* [Descrição do problema]: Transcreva sem nenhuma mudança os registros abaixo, começando na linha que contém "panel --vertices whole-pixels" e terminando no fim dos registros, com as duas pontas incluídas.

# # # # # # #

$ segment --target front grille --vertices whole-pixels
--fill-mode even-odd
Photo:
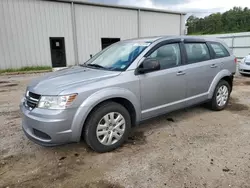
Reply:
[[[30,110],[34,109],[35,107],[37,107],[40,97],[41,95],[27,91],[25,96],[26,98],[25,106]]]

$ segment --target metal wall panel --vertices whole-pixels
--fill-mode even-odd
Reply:
[[[49,37],[65,37],[67,65],[75,63],[69,3],[1,0],[0,18],[0,69],[52,66]]]
[[[101,38],[138,37],[136,10],[75,5],[79,62],[101,50]]]
[[[141,36],[180,35],[181,15],[140,11]]]
[[[206,36],[216,37],[223,40],[233,50],[234,55],[238,59],[247,56],[250,52],[250,32]]]

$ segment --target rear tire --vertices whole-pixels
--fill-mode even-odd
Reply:
[[[130,129],[127,109],[119,103],[105,102],[88,117],[83,136],[94,151],[103,153],[120,147],[128,138]]]
[[[230,94],[231,86],[227,81],[221,80],[214,90],[213,98],[208,103],[210,109],[214,111],[224,110],[228,104]]]

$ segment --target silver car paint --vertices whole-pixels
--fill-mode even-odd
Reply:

# # # # # # #

* [A resposta]:
$ segment --target metal wall panel --vertices whole-pixels
--fill-mode even-odd
Reply:
[[[49,37],[65,37],[67,65],[75,63],[69,3],[1,0],[0,18],[0,69],[52,66]]]
[[[101,38],[138,37],[136,10],[75,5],[79,62],[101,50]]]
[[[141,36],[180,35],[181,15],[140,11]]]
[[[206,36],[216,37],[223,40],[233,50],[234,55],[238,59],[247,56],[250,52],[250,32]]]

$ segment --target rear tire --vertices whole-pixels
--fill-mode even-odd
Reply:
[[[130,129],[127,109],[119,103],[105,102],[88,117],[83,136],[94,151],[103,153],[120,147],[128,138]]]
[[[230,94],[231,86],[227,81],[221,80],[214,90],[213,98],[208,103],[210,109],[214,111],[224,110],[228,104]]]

$ segment --target silver car paint --vertices whole-pixels
--fill-mode even-odd
Reply:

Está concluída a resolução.